Data pulled from a collection:
»»
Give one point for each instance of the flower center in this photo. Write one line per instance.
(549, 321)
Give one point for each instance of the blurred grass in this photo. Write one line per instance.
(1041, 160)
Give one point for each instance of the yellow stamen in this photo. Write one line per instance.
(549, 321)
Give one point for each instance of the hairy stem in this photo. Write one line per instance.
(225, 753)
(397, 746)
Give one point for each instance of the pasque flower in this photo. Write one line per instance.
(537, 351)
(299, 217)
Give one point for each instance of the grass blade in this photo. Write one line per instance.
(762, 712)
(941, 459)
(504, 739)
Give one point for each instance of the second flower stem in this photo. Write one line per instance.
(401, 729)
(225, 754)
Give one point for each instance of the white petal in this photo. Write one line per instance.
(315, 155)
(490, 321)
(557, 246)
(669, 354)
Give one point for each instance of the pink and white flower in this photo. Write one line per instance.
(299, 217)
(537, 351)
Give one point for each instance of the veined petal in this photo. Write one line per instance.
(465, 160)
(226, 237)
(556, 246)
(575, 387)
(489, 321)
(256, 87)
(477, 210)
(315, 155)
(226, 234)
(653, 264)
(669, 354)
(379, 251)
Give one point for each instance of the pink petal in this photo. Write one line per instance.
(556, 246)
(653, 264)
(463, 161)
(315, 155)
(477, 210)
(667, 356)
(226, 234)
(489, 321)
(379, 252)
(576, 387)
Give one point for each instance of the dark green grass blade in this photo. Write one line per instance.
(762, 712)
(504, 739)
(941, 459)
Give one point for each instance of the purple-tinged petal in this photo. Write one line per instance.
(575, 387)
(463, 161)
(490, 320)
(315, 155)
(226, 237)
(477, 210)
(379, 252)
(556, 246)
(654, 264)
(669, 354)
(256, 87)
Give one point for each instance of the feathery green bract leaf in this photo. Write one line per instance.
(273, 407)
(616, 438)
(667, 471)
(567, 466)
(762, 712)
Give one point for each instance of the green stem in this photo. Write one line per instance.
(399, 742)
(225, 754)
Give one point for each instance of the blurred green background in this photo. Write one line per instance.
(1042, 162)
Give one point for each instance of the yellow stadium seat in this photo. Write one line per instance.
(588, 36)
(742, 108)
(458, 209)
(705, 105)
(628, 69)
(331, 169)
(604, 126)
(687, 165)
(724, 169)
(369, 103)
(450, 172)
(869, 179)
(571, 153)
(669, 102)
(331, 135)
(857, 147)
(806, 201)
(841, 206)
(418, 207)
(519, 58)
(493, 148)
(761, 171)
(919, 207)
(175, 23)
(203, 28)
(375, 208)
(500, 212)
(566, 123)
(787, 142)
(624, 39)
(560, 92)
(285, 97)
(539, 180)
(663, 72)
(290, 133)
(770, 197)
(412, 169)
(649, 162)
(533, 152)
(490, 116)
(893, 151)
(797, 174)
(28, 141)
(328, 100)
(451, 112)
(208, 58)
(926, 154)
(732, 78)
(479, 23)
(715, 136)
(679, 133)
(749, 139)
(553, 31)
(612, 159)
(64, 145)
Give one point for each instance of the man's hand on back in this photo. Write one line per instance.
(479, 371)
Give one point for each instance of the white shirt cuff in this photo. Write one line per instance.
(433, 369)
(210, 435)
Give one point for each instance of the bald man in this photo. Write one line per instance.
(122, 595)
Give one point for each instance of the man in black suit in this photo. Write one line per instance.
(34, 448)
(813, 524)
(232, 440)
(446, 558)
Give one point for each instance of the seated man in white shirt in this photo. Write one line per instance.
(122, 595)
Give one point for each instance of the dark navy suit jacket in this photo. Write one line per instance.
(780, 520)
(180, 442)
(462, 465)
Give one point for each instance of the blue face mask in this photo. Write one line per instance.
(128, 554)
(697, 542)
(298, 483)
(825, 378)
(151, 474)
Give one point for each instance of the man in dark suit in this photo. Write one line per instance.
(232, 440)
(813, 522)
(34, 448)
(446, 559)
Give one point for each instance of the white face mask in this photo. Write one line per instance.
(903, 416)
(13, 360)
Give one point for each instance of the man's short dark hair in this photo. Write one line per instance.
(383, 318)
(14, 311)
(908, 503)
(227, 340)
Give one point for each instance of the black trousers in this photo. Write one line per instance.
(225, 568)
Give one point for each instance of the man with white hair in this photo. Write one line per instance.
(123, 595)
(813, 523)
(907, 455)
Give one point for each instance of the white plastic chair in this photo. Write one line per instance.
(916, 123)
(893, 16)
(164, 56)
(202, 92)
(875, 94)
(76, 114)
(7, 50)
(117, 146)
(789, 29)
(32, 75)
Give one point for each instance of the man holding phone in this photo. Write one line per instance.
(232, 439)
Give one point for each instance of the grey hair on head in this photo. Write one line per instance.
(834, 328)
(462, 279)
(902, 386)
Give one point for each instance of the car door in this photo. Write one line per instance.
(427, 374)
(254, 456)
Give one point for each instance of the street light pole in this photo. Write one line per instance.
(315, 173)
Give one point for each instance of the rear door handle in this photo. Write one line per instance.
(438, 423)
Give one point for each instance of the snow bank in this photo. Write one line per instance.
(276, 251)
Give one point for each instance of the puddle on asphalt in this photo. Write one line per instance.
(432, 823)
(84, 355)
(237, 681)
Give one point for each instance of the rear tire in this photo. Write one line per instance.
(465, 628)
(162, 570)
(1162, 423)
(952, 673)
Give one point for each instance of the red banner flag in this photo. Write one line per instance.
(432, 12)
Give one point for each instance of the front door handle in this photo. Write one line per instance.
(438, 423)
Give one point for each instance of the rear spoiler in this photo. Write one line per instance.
««
To do: Swap "Write one line per instance" for "Put each instance on its own line" throughout all of the rows above, and write the lines out again with everything else left unchanged.

Exercise output:
Give one point for each instance of the flower center in this photo. Put each instance on its own line.
(549, 321)
Give one point for each instance of the blurred grass in this photo. Put each instance on its own line.
(1041, 160)
Give one point for each instance of the yellow stamen in this photo. Put each instance on its own line.
(549, 321)
Give one point for each instance of the hairy stem in this photo. Put each instance on its own line.
(225, 753)
(397, 746)
Give one point for each instance of the pasque flower in this photo. Put each instance on its own line.
(537, 351)
(299, 217)
Give one point for each instance of the grass blade in this photo. Put each instance on its own line.
(762, 712)
(941, 459)
(504, 739)
Give one point for each instance of the second flower stem in this photo. Put each instance on its own line.
(401, 729)
(225, 754)
Give one point for each instance of the white petal in this photo. Put each instance on its own line.
(315, 155)
(490, 321)
(557, 246)
(669, 354)
Give one point for each instance of the pink and white flower in this photo. Put each instance on its own line.
(299, 217)
(537, 351)
Give one point for each instance of the veined petal in this photo. Put each instance on its own line.
(465, 160)
(226, 237)
(556, 246)
(575, 387)
(489, 321)
(256, 87)
(477, 210)
(315, 155)
(226, 234)
(653, 264)
(669, 354)
(379, 251)
Give one point for each instance of the pink petal in this photo. Put each instance on its own line.
(556, 246)
(653, 264)
(463, 161)
(315, 155)
(477, 210)
(667, 356)
(226, 234)
(489, 321)
(379, 252)
(576, 387)
Give one point for each instance of the dark green grass blade in this photo. Put each instance on its own line.
(762, 712)
(504, 739)
(941, 459)
Give one point for each instance of the purple-tinged petal in this photo. Put each instance on its own line.
(575, 387)
(463, 161)
(490, 320)
(315, 155)
(226, 237)
(477, 210)
(379, 252)
(556, 246)
(654, 264)
(669, 354)
(256, 87)
Give one point for each instance of the feathery green bract leaf in this photo. Put each instance on its own line.
(273, 407)
(616, 438)
(667, 471)
(567, 466)
(762, 712)
Give one point for each instance of the green stem in this photo. Put each instance on its own line.
(399, 742)
(225, 754)
Give one point for each instance of the blurred green background in this photo. Put each instance on its own line.
(1042, 162)
Give one point for each instance of the yellow stadium seat in this photo. Put each instance on its own line.
(588, 36)
(742, 108)
(458, 209)
(705, 105)
(628, 69)
(331, 169)
(604, 126)
(687, 165)
(724, 169)
(369, 103)
(450, 172)
(869, 179)
(571, 153)
(669, 102)
(331, 135)
(857, 147)
(806, 201)
(841, 206)
(418, 207)
(519, 58)
(493, 148)
(761, 171)
(919, 207)
(175, 23)
(203, 28)
(375, 208)
(500, 212)
(566, 123)
(787, 142)
(624, 39)
(560, 92)
(285, 97)
(539, 180)
(663, 72)
(290, 133)
(770, 197)
(412, 169)
(649, 162)
(533, 152)
(490, 116)
(893, 151)
(797, 174)
(28, 141)
(328, 100)
(451, 112)
(208, 58)
(926, 154)
(732, 78)
(479, 23)
(715, 136)
(679, 133)
(749, 139)
(553, 31)
(612, 159)
(64, 145)
Give one point for each instance of the man's hand on back in this photo. Put each instance on its own line.
(479, 371)
Give one point for each instance of the white shirt cuff in this photo. Put each instance on its own line.
(433, 369)
(210, 435)
Give one point for each instance of the bald man in this photo. Put each instance on its own line.
(122, 595)
Give one point for each instance of the man in black suit in this photo. Put each instance on its own line.
(34, 448)
(813, 524)
(232, 440)
(446, 558)
Give one point for each instance of the seated man in white shirt in this photo. Put each instance on its own line.
(122, 595)
Give one point for each instance of the dark navy suit jacket in this photo. Put each instance on its own line.
(780, 520)
(180, 442)
(462, 465)
Give one point for each instance of the blue face mask in this photo. Put each instance on its own line.
(128, 554)
(697, 542)
(298, 483)
(825, 378)
(151, 474)
Give one point for each instance of the man in dark suit in this photo. Put each instance on its own line.
(232, 440)
(813, 522)
(34, 448)
(446, 559)
Give one point for each instance of the white face mask in this photo. Put each instance on its own line.
(903, 416)
(13, 360)
Give one point for each instance of the man's short dark hair in this photo. Put each instance on its own line.
(383, 318)
(14, 311)
(908, 503)
(227, 340)
Give one point for each instance of the black trousers in this photo. Put each instance on its own line.
(225, 568)
Give one point for each instance of the man with white hair in this photo. Put each instance on its own line.
(123, 595)
(813, 523)
(907, 455)
Give one point for each instance of the white plastic chair in this photo. Put each instance on its own line.
(916, 123)
(893, 16)
(164, 56)
(202, 92)
(875, 94)
(76, 114)
(7, 50)
(117, 146)
(789, 29)
(32, 75)
Give one point for each instance of the man holding phone in this photo. Put each instance on its own line.
(232, 439)
Give one point for each instance of the grey hair on head in this photo. Put each instance on its own line.
(834, 328)
(462, 279)
(902, 386)
Give one point for each instance of the car door in this photo. Put each instance on its own line.
(427, 374)
(254, 456)
Give one point for each instance of the street light pole in this photo. Put each instance on its own line.
(315, 173)
Give one point for each instance of the rear door handle in this photo. Put each instance on its own line.
(438, 423)
Give one point for each instance of the snow bank in this photo. Put each instance on its own line.
(276, 251)
Give one point for each instance of the puddle on asphalt in this photo. Put each instance on its own line.
(432, 823)
(84, 355)
(237, 681)
Give one point for each instance of the rear tire in this photo. Put each instance on its own line.
(465, 628)
(162, 570)
(1162, 423)
(952, 673)
Give one point for each instance of the red banner flag in this photo. Put each instance on its own line.
(432, 12)
Give one point for each instance of the front door handle in this photo. Put each instance on its own line.
(438, 423)
Give one point for each instance of the rear spoiler in this photo. Put each instance on its own line.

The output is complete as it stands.